=== DATA LINES ===
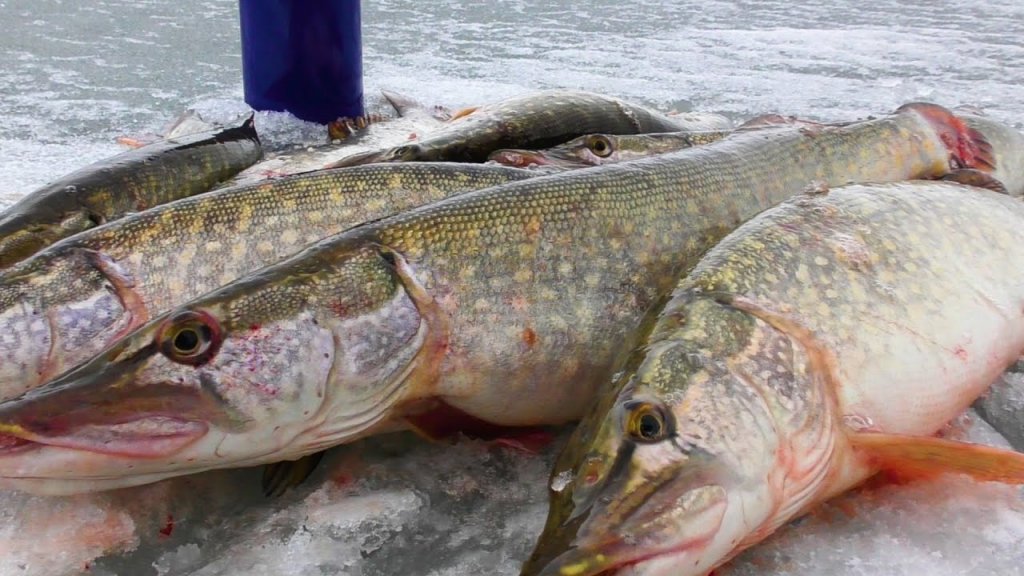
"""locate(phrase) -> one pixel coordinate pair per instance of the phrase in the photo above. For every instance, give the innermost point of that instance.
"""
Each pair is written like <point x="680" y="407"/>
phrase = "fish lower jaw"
<point x="147" y="437"/>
===
# GIVEN INSTRUCTION
Repeat every line of the entries above, requests included, but offset each coordinate in their answers by -70. Leave the pictures out of your answer.

# RESPONSE TO THE TASK
"""locate(phrase) -> one pixel coordinate pair per instance of the phrase in the photo above. For every instance, give the innermost point of that instance.
"""
Each pair is written like <point x="680" y="407"/>
phrase = "fish lower jaw"
<point x="77" y="367"/>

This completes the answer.